-- begin Page extract --

Minimal version (without inlining sinf code from newlib): ... /* { dg-additional-options "-lm -foffload=-lm" } */ #define N 1 int main (void) { float k[N]; float res; for (int i = 0; i < N; i++) k[i] = 300; #pragma omp target map(to:k) map(from:res) { float sum = 0.0; #pragma omp simd reduction(+:sum) for (int i = 0; i < N; i++) sum += __builtin_sinf (k[i]); res = sum; } return 0; } ...
[ Note, this is with GOMP_NVPTX_JIT=-O0. ] In sinf, we have: ... 45: return -__kernel_cosf(y[0],y[1]); ... which translates to: ... .loc 1 45 12 ld.f32 %r67,[%frame+4]; ld.f32 %r65,[%frame]; { .param .f32 %value_in; .param .f32 %out_arg1; st.param.f32 [%out_arg1],%r65; .param .f32 %out_arg2; st.param.f32 [%out_arg2],%r67; call (%value_in),__kernel_cosf,(%out_arg1,%out_arg2); ld.param.f32 %r68,[%value_in]; } .loc 1 45 11 neg.f32 %r37,%r68; ... If I place (using GOMP_NVPTX_PTXRW) a trap before the first load: ... .loc 1 45 12 +trap ld.f32 %r67,[%frame+4]; ... I get: ... libgomp: cuCtxSynchronize error: an illegal instruction was encountered ... If I place it after the first load, I get: ... libgomp: cuCtxSynchronize error: an illegal memory access was encountered ...
So, I think calling functions from simd code is atm not supported for nvptx. Stack variables in simd code are mapped on a per-thread stack rather than on the usual per-warp stack. The functions are compiled with the usual per-warp stack, so calling those functions from simd might mean the different lanes are gonna disagree about what the value in a stack variable should be. Having said that, for the example in comment 2, there only should be one thread executing the call, so this doesn't explain the illegal memory access.
FWIW, another aspect here is convergence (as usual). Looking at the SASS code for main$_omp_fn$0$impl, I don't find evidence for the usual divergence/convergence ops (SSY/SYNC), which might mean that the following shfl is executed in divergent mode, so, even if we would not get the memory access error, we would not get correct results.
(In reply to Tom de Vries from comment #4) > So, I think calling functions from simd code is atm not supported for nvptx. > > Stack variables in simd code are mapped on a per-thread stack rather than on > the > usual per-warp stack. > > The functions are compiled with the usual per-warp stack, so calling those > functions from simd might mean the different lanes are gonna disagree about > what the value in a stack variable should be. This is inaccurate. In -msoft-stack mode there's no baked-in assumption that stacks are always per-warp. The "soft stack" pointer can point either to global memory (outside of SIMD regions), or to local memory (inside SIMD regions). The pointer is switched between per-warp global memory and per-lane local memory by nvptx.c:nvptx_output_softstack_switch. The main requirement is that functions callable from OpenMP offloaded code are compiled for -mgomp multilib variant. The design allows calling functions even from inside SIMD regions, and it should be supported. It is very disappointing that the first reaction was "I think ... is not supported" without reaching out and asking questions. Lack of efficient communication was a huge issue when OpenMP offloading support was contributed, and it's disappointing to see it again years later.

-- end Page extract --
-- begin Listed entries --

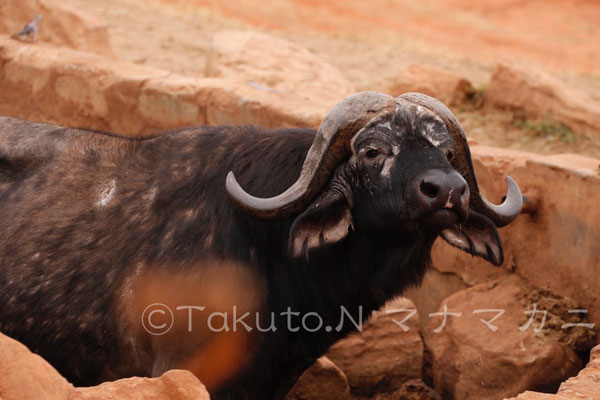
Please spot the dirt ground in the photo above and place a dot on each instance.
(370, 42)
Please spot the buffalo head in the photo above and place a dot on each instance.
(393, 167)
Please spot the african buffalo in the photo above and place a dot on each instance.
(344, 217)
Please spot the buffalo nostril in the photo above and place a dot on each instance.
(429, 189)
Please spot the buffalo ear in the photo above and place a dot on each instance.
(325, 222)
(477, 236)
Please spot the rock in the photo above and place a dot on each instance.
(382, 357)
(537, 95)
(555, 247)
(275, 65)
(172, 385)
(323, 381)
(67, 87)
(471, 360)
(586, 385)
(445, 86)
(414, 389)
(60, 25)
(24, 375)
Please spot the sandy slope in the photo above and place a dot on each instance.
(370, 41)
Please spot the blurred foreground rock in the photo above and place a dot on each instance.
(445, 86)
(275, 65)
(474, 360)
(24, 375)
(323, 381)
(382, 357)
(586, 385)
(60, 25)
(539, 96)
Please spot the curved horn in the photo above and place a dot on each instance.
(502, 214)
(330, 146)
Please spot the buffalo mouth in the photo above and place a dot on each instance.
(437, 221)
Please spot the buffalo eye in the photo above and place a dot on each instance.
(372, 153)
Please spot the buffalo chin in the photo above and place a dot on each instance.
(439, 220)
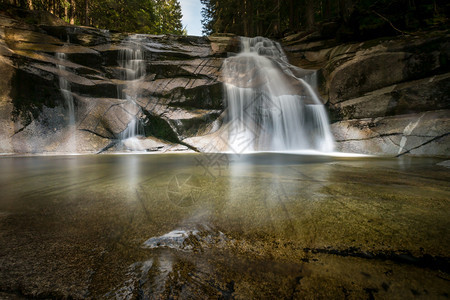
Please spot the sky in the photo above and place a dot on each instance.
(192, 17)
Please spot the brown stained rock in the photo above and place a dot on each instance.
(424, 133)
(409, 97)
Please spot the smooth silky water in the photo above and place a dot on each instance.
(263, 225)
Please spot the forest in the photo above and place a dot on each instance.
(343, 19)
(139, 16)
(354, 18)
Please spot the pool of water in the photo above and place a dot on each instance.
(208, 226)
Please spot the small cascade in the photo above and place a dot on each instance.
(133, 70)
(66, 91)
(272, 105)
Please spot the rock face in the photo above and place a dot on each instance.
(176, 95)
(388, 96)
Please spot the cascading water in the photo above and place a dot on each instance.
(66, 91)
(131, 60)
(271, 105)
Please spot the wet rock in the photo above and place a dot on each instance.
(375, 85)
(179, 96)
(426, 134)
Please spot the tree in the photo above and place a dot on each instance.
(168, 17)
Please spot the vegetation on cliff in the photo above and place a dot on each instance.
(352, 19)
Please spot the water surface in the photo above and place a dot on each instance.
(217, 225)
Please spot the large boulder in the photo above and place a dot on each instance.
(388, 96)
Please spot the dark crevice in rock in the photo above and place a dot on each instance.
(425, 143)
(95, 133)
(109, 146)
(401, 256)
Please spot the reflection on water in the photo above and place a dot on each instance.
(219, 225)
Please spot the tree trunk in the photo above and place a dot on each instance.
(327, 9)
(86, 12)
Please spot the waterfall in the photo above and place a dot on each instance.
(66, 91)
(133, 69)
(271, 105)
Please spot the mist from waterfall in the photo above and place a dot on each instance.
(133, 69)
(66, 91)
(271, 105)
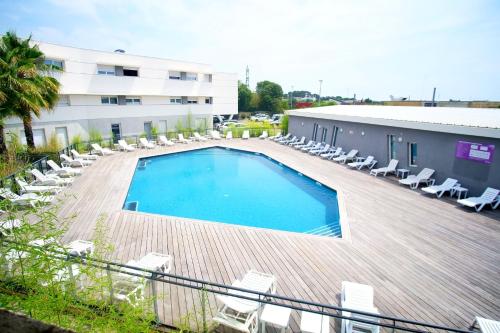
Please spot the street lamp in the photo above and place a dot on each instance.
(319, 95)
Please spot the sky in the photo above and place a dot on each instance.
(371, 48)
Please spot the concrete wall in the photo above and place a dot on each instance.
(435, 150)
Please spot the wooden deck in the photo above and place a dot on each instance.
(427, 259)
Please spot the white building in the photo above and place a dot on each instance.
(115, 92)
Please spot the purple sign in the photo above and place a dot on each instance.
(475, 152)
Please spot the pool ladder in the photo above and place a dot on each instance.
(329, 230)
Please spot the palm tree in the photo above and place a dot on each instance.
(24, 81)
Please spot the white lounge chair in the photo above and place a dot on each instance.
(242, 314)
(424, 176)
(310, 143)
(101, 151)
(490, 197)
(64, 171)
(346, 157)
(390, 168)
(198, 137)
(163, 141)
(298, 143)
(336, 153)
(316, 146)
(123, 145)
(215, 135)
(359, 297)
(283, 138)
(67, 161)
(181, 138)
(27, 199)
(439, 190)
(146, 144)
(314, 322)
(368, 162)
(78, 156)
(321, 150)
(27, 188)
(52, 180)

-- end Listed entries --

▶ _To do_:
a – Answer these questions from the nvptx discussion:
(i) What error is reported when the trap is placed after the first load?
(ii) Which function switches the soft stack pointer between per-warp global memory and per-lane local memory?
(iii) Which divergence/convergence ops were not found in the SASS code for main$_omp_fn$0$impl?
b – Extend the nvptx discussion beyond its final sentence.
The data are separate material, independent of the nvptx discussion.

▶ _Results of the tasks_:
a –
(i) libgomp: cuCtxSynchronize error: an illegal memory access was encountered
(ii) nvptx.c:nvptx_output_softstack_switch
(iii) SSY/SYNC

b –
(In reply to Alexander Monakov from comment #6) > (In reply to Tom de Vries from comment #4) > > So, I think calling functions from simd code is atm not supported for nvptx. > > > > Stack variables in simd code are mapped on a per-thread stack rather than on > > the > > usual per-warp stack. > > > > The functions are compiled with the usual per-warp stack, so calling those > > functions from simd might mean the different lanes are gonna disagree about > > what the value in a stack variable should be. > > This is inaccurate. In -msoft-stack mode there's no baked-in assumption that > stacks are always per-warp. The "soft stack" pointer can point either to > global memory (outside of SIMD regions), or to local memory (inside SIMD > regions). The pointer is switched between per-warp global memory and > per-lane local memory by nvptx.c:nvptx_output_softstack_switch. > > The main requirement is that functions callable from OpenMP offloaded code > are compiled for -mgomp multilib variant. The design allows calling > functions even from inside SIMD regions, and it should be supported. I see, that's helpful, thanks. I guess I was thrown off by seeing a %simtstack_ar of 136 bytes: ... .local .align 8 .b8 %simtstack_ar[136]; ... which seems more of an amount claimed by a single function. Is it possible you meant the default of -msoft-stack-reserve-local=128 to mean 128kb (similar to what is claimed in nvptx_stacks_size in the plugin)? Because currently it means 128 bytes.
No, -msoft-stack-reserve-local is really meant to be in bytes: it may not exceed the amount of .local memory reserved by CUDA driver (which is just 1-2 KB, unless overridden via cuCtxSetLimit, which nvptx-run.c does, but plugin-nvptx.c does not). Keep in mind that .local memory reservation is multiplied by number of active contexts, which could be in range 20000-30000 when the code was written: 128KB local memory per active thread would imply a 2.5GB allocation on the GPU.
(In reply to Tom de Vries from comment #2) > Minimal version (without inlining sinf code from newlib): > ... > /* { dg-additional-options "-lm -foffload=-lm" } */ > > #define N 1 > > int > main (void) { > float k[N]; > float res; > > for (int i = 0; i < N; i++) > k[i] = 300; > > #pragma omp target map(to:k) map(from:res) > { > float sum = 0.0; > #pragma omp simd reduction(+:sum) > for (int i = 0; i < N; i++) > sum += __builtin_sinf (k[i]); > > res = sum; > } > > return 0; > } > ... Starts passing at -foffload=-msoft-stack-reserve-local=346.
(In reply to Alexander Monakov from comment #8) > No, -msoft-stack-reserve-local is really meant to be in bytes: it may not > exceed the amount of .local memory reserved by CUDA driver (which is just > 1-2 KB, unless overridden via cuCtxSetLimit, which nvptx-run.c does, but > plugin-nvptx.c does not). > > Keep in mind that .local memory reservation is multiplied by number of > active contexts, which could be in range 20000-30000 when the code was > written: 128KB local memory per active thread would imply a 2.5GB allocation > on the GPU. With the number of active contexts, do you mean the sm_count * thread_max as used in nvptx-run.c (which, FWIW, is 10.240 on my card)?
Yes, that.